## PROBLEM STATEMENT
Your answer should be only the lines below from the one with "pixel 62 75" to the one with "pixel 82 101", repeated exactly, ends included.

= Beginning of Section =

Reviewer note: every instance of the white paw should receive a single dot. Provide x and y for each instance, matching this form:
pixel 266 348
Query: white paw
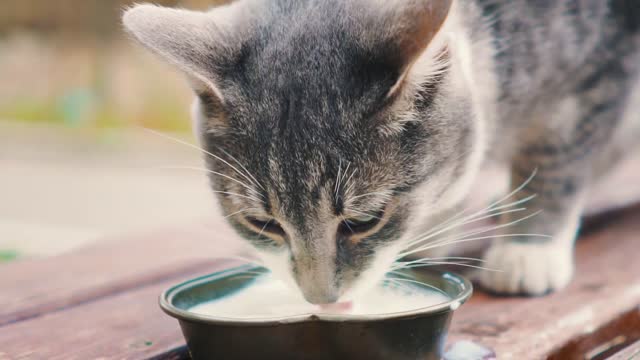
pixel 527 269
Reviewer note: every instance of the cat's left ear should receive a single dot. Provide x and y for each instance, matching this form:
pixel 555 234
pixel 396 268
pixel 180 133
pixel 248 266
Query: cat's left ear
pixel 408 30
pixel 195 42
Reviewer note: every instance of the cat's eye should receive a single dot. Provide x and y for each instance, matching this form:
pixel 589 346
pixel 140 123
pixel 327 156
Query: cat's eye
pixel 359 224
pixel 263 225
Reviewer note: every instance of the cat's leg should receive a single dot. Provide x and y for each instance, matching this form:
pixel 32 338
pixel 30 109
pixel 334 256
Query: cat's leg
pixel 562 157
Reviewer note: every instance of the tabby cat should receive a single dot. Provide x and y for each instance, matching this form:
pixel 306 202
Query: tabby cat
pixel 340 133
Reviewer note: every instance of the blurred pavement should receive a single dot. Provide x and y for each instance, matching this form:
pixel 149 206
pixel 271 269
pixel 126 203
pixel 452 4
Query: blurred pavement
pixel 62 188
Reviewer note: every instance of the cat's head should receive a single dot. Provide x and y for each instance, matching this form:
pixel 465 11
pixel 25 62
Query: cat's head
pixel 333 128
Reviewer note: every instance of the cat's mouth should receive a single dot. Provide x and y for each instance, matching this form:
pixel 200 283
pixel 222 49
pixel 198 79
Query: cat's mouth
pixel 338 307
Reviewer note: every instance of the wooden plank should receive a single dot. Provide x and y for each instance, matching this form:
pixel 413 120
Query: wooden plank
pixel 32 288
pixel 629 353
pixel 607 284
pixel 127 326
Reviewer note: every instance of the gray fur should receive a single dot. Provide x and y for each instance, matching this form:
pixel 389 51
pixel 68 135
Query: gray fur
pixel 298 95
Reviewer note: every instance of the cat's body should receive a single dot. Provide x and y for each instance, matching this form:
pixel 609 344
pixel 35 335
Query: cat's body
pixel 338 130
pixel 568 73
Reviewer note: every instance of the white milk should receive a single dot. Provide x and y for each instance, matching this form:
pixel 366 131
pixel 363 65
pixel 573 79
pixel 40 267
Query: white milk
pixel 272 298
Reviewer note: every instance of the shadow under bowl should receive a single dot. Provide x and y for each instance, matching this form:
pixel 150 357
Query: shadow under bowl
pixel 416 334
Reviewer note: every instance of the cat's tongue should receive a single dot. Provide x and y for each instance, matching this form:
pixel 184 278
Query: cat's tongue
pixel 340 307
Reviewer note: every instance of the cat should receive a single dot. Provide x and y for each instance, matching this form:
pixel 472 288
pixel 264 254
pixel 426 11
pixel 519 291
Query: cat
pixel 338 131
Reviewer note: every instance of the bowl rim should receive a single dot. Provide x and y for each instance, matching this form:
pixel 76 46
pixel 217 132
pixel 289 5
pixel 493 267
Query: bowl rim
pixel 166 297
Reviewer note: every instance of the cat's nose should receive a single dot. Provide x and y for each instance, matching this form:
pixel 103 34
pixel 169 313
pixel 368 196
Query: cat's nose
pixel 318 296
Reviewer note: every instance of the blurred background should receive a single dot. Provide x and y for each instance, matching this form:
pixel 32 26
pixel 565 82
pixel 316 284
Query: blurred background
pixel 76 165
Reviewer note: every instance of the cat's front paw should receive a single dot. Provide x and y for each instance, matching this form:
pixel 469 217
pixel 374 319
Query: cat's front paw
pixel 527 268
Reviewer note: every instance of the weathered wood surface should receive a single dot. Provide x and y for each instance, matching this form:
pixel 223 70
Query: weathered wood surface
pixel 606 286
pixel 32 288
pixel 101 302
pixel 632 352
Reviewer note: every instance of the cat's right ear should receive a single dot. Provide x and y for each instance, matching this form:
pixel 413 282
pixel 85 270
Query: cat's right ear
pixel 196 42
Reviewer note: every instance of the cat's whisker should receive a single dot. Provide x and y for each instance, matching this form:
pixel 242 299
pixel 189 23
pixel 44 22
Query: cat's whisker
pixel 470 233
pixel 461 223
pixel 239 195
pixel 349 183
pixel 264 227
pixel 195 168
pixel 157 133
pixel 445 258
pixel 346 223
pixel 455 221
pixel 441 244
pixel 338 177
pixel 239 212
pixel 419 283
pixel 437 263
pixel 364 213
pixel 382 194
pixel 242 166
pixel 493 205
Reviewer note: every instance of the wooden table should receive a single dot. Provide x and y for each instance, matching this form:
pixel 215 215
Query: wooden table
pixel 101 302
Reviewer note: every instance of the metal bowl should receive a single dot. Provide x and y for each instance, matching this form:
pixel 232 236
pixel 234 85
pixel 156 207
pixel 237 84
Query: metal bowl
pixel 416 334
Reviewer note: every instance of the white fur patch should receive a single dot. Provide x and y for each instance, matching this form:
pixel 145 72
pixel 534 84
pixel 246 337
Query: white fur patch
pixel 532 269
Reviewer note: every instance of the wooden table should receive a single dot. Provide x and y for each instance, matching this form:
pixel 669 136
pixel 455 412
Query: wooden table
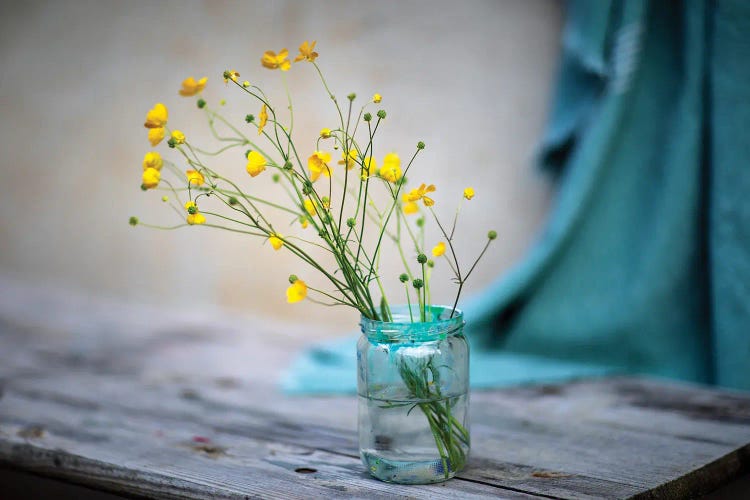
pixel 139 401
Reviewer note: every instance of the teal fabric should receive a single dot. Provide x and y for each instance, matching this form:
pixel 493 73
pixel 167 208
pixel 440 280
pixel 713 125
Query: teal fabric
pixel 644 264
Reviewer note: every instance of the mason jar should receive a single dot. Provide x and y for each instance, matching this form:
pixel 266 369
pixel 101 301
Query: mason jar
pixel 413 389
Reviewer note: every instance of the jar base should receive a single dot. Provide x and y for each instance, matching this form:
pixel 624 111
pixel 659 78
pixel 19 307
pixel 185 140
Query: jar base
pixel 405 471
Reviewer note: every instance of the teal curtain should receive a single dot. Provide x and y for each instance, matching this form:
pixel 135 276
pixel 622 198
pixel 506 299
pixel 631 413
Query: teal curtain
pixel 644 263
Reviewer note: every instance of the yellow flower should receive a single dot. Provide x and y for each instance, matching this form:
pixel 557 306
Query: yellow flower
pixel 151 178
pixel 421 194
pixel 306 52
pixel 438 249
pixel 190 87
pixel 152 159
pixel 310 207
pixel 318 164
pixel 275 241
pixel 272 61
pixel 263 117
pixel 155 135
pixel 233 75
pixel 256 163
pixel 409 207
pixel 195 178
pixel 156 116
pixel 194 217
pixel 391 169
pixel 296 292
pixel 348 161
pixel 178 137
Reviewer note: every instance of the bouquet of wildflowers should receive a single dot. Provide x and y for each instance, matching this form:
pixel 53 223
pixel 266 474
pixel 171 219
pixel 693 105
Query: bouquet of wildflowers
pixel 351 207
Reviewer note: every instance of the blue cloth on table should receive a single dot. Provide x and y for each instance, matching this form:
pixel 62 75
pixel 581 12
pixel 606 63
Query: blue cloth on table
pixel 644 264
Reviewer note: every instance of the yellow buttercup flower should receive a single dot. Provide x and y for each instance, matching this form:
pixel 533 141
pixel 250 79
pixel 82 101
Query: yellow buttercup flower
pixel 438 249
pixel 232 75
pixel 306 52
pixel 152 159
pixel 194 216
pixel 178 137
pixel 421 194
pixel 318 164
pixel 156 116
pixel 275 241
pixel 155 135
pixel 271 60
pixel 310 207
pixel 263 118
pixel 195 178
pixel 190 87
pixel 256 163
pixel 296 292
pixel 151 178
pixel 391 169
pixel 350 161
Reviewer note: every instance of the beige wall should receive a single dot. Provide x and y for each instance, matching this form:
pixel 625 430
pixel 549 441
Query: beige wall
pixel 470 79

= End of Section =

## RESULT OF THIS TASK
pixel 62 75
pixel 581 12
pixel 606 63
Query: blue cloth on table
pixel 644 264
Reviewer note: every instance of the yellow buttercup flower should receive a single dot. Provide x and y for each instance, matching this form:
pixel 533 141
pixel 250 79
pixel 82 101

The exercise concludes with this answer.